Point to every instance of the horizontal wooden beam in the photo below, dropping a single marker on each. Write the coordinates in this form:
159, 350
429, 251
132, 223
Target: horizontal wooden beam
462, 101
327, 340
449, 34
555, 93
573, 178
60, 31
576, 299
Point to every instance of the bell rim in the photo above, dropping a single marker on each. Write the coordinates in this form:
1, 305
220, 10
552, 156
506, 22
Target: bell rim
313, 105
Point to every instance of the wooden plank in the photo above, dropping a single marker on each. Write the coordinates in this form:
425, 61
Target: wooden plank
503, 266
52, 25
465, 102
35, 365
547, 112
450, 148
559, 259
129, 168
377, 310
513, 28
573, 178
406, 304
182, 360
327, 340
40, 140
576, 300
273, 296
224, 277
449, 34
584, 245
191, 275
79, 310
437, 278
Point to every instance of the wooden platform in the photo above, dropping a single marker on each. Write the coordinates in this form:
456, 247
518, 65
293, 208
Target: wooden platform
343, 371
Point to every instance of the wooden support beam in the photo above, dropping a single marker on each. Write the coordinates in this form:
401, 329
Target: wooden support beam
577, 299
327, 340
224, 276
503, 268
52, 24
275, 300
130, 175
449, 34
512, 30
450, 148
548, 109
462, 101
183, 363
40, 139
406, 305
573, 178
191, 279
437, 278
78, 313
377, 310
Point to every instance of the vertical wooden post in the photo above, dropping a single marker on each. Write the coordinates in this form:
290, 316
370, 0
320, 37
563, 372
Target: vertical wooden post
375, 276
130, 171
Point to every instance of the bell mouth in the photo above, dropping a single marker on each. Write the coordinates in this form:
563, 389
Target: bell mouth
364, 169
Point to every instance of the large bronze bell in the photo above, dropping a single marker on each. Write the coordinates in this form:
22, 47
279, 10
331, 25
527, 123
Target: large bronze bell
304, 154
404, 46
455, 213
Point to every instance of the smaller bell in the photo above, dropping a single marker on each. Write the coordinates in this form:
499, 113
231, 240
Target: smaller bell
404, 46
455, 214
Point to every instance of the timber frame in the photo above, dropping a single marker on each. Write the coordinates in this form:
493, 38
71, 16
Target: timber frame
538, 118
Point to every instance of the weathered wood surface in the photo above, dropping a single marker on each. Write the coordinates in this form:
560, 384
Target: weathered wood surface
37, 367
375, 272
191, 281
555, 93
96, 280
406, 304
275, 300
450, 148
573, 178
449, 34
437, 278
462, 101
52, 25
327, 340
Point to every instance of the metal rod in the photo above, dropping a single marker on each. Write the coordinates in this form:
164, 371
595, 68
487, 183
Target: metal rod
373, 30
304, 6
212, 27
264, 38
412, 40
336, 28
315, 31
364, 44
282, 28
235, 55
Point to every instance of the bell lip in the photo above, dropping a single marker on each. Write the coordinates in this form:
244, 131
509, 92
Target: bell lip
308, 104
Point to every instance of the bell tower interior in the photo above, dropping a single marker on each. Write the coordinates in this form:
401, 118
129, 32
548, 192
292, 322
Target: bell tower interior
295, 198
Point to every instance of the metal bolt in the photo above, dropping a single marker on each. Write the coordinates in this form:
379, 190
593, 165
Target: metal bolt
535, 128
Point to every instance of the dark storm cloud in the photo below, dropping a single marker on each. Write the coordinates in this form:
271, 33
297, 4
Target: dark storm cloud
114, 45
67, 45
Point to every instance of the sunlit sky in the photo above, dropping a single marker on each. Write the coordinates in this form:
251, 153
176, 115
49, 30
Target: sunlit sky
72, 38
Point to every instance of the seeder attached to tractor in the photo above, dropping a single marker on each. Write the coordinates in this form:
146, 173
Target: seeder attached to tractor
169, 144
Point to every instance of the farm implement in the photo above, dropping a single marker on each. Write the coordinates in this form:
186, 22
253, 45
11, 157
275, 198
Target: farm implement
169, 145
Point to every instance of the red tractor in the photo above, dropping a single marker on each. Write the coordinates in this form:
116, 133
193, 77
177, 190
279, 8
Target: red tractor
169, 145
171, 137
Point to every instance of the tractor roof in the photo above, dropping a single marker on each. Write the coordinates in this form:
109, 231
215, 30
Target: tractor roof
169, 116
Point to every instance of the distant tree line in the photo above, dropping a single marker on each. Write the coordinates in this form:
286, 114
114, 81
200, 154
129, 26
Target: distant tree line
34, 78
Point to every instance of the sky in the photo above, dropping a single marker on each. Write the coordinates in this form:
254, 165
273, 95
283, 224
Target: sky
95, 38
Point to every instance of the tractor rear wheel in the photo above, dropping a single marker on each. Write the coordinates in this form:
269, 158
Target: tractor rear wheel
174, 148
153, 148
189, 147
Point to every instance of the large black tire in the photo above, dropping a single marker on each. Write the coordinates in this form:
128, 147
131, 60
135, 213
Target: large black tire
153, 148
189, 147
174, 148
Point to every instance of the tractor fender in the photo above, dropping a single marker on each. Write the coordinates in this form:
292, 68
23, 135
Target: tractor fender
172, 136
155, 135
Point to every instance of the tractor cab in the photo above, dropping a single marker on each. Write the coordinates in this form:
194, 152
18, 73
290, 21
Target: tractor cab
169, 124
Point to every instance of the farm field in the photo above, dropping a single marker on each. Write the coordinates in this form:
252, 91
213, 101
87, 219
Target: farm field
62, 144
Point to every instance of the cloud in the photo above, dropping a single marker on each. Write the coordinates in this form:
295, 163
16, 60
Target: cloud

(YOUR TASK) Please reproduce the listing from the line containing "Point to every instance of the tractor roof" through the end of the listing, inclusive, keeping every request. Add 14 to each coordinate in the answers.

(SOLUTION TO THE PROBLEM)
Point to every instance of the tractor roof in the photo above, dropping a single marker on each. Write the coordinates in this form:
109, 231
215, 30
Target: tractor roof
183, 130
Point to every instance of the distant tree line in the photo above, dropping a single marker on each. Write the coordinates in this form:
286, 114
114, 81
200, 154
129, 26
Target: distant tree line
48, 92
Point to every instance of the sky in the photo above, dropping a single marker on each. Write the coordinates in this form:
254, 165
273, 95
283, 224
Target: sky
109, 52
Point to every instance of the tractor rear wheel in the photo above, dropping a single marker on each. Write the coordinates in this form:
269, 158
Target: tractor rear wheel
188, 162
167, 162
203, 161
Point to every instance of the large black tire in the photo above, dropping a single marker on each. Write the coordinates in this form:
128, 147
131, 60
135, 213
Target: large black tire
167, 162
203, 161
188, 162
Point to every instance of the tractor fender in the photo above, dropping a single marker on each. Write the coordinates in this form:
292, 68
23, 135
Target: tractor fender
186, 150
169, 149
Point to every instance of the tractor cab in the photo above, dropping a single marker on each. Write the coordinates in this form:
194, 152
18, 73
290, 21
Target: tractor cab
183, 138
Point to every instance of the farm field in the photo above, dropping a single marker on each. Write the coordinates in this form:
252, 91
213, 101
87, 219
Target: farm field
76, 158
Point to every instance of the cloud in the photo above, dropping a single marker on each. Write the coordinates in this form:
295, 163
16, 60
Target: cloud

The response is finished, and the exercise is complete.